Output, word for word, every line from the line with "Could you please spot the light tile" through the final line of the data below.

-- BEGIN EXCERPTED RECORDS --

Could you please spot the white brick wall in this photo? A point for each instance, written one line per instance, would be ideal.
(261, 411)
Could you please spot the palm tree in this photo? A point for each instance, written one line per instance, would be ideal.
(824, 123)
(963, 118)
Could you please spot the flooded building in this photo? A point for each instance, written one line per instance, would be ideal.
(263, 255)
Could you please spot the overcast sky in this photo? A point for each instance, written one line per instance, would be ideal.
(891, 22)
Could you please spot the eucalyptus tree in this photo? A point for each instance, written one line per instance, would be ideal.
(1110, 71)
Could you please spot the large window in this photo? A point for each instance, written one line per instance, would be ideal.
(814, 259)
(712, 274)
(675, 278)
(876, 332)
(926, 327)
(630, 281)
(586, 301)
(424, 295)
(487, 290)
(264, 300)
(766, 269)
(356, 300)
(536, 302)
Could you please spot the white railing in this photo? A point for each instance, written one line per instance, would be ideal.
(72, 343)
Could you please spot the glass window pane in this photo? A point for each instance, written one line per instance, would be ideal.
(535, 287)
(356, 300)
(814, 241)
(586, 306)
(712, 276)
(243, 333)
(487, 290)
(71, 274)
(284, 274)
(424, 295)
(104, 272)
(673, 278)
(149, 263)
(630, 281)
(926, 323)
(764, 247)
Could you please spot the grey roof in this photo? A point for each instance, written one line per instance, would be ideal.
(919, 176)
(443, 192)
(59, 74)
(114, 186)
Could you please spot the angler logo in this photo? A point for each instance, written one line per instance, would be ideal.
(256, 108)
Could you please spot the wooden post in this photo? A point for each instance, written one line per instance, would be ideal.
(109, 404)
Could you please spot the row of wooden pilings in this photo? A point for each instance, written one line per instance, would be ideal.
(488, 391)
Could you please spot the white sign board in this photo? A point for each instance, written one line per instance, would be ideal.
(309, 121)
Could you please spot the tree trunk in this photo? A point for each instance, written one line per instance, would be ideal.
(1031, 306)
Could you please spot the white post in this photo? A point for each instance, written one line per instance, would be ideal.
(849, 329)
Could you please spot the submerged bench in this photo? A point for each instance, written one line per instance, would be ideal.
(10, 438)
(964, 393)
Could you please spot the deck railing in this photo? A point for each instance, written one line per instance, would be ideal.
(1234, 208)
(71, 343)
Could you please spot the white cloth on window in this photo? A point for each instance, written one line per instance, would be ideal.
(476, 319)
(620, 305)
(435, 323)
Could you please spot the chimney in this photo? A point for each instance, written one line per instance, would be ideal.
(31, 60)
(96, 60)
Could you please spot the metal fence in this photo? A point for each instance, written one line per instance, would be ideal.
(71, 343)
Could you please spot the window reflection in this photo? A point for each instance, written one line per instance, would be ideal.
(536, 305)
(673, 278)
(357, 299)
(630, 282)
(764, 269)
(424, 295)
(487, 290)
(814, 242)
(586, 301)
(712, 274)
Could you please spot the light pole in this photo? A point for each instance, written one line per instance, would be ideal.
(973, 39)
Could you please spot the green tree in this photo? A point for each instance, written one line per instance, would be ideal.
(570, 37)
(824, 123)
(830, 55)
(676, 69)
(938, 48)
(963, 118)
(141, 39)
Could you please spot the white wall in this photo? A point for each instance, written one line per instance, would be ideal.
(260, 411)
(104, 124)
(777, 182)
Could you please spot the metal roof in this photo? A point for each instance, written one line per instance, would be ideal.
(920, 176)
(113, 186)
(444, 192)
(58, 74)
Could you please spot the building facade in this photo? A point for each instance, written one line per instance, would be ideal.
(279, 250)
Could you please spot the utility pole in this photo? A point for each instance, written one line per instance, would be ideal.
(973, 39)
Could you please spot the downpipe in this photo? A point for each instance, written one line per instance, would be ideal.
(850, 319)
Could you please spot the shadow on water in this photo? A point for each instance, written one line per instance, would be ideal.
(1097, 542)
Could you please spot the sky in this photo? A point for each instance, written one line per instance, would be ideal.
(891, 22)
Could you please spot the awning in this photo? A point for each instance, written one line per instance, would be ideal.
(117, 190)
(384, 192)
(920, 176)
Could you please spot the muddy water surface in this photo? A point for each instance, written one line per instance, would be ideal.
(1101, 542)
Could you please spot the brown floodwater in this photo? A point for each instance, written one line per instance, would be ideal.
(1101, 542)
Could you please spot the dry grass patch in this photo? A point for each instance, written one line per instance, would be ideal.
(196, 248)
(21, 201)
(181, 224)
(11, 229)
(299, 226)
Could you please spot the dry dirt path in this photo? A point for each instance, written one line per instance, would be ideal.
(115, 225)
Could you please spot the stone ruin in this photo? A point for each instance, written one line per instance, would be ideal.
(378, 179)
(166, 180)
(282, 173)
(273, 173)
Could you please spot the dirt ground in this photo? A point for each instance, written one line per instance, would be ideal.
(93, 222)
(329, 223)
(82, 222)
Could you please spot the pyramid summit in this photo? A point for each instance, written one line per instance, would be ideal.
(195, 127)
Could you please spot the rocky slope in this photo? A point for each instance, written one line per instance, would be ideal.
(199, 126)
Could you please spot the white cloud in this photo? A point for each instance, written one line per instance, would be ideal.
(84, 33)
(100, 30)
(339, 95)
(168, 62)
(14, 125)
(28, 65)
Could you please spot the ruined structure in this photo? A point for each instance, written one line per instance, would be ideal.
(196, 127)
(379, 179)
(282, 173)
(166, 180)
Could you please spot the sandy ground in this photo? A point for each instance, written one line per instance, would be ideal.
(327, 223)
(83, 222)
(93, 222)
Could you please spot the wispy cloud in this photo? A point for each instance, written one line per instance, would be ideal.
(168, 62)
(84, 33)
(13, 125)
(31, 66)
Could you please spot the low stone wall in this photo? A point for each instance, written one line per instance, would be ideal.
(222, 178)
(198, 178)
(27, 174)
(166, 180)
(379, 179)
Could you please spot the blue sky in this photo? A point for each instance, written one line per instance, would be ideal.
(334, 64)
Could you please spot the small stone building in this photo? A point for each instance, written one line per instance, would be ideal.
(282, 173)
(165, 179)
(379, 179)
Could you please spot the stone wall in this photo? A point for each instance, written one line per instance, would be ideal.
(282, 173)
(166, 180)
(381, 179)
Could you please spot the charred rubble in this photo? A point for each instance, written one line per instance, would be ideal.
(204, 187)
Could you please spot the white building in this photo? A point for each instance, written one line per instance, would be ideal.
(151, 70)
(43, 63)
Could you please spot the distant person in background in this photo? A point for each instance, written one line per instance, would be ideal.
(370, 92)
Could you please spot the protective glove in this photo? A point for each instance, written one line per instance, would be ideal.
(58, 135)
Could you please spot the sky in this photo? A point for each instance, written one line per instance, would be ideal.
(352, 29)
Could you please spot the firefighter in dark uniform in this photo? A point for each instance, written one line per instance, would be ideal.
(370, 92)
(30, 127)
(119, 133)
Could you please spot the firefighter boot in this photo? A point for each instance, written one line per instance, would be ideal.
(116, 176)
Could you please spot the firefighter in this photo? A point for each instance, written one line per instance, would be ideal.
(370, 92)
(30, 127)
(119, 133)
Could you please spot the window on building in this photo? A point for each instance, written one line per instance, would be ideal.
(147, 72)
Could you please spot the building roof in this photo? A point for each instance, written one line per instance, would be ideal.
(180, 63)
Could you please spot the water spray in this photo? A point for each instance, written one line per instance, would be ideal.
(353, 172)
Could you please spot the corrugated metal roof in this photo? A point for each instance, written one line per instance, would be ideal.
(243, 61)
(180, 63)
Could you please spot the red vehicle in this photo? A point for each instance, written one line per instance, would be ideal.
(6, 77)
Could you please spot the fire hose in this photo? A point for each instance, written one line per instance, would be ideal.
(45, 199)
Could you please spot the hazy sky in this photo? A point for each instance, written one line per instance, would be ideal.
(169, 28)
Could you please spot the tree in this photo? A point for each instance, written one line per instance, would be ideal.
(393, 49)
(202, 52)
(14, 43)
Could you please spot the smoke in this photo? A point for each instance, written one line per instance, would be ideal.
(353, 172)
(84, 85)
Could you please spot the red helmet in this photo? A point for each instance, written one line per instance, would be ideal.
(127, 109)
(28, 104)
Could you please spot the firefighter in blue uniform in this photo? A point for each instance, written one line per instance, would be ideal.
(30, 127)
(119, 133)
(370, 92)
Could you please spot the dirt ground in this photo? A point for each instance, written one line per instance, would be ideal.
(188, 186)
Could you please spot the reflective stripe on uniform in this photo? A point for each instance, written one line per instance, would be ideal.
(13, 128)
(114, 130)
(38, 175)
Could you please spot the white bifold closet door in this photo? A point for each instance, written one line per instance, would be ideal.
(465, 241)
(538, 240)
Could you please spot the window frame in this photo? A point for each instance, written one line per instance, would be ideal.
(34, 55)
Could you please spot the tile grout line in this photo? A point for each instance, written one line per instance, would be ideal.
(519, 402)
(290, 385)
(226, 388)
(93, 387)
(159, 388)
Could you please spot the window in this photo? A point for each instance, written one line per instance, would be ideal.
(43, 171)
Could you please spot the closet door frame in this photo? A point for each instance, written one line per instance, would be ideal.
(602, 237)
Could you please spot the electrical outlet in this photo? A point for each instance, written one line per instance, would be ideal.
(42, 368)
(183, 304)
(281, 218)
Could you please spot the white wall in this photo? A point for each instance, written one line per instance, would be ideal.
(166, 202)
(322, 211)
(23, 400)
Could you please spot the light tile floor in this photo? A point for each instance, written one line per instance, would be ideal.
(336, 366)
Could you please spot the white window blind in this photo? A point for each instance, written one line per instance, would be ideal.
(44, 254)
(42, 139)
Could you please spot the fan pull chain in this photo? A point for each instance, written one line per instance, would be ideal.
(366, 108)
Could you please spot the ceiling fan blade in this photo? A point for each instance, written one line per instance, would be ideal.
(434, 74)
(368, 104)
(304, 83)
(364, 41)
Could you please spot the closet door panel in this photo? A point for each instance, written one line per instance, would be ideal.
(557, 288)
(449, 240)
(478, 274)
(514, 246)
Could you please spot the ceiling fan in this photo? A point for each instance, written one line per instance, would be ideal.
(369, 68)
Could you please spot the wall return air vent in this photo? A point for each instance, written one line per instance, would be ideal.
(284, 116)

-- END EXCERPTED RECORDS --

**THE RESPONSE**:
Could you please spot the light tile floor in this photo? A point for each instance, written one line per instance, would be ideal.
(336, 366)
Could you please spot the white window blind in this photo? A point for each instance, written one line per instance, would be ideal.
(44, 254)
(42, 139)
Could you please spot the fan pull chain in this photo? A point for each instance, written one line per instance, would be ideal.
(366, 108)
Could you please spot the ceiling fan blade in this photo? A point for each instance, written one line per instance, would be ideal.
(434, 74)
(368, 104)
(304, 83)
(364, 41)
Could you please spot the closet door panel in this photo? A point for each instance, written one line per instance, would be ideal.
(557, 288)
(449, 240)
(478, 274)
(514, 246)
Could you please spot the ceiling fan in this photo? A point for each instance, written one line per instance, would be ideal.
(369, 68)
Could you please spot the wall return air vent in this photo? A point for each instance, written one line per instance, would be ideal.
(284, 116)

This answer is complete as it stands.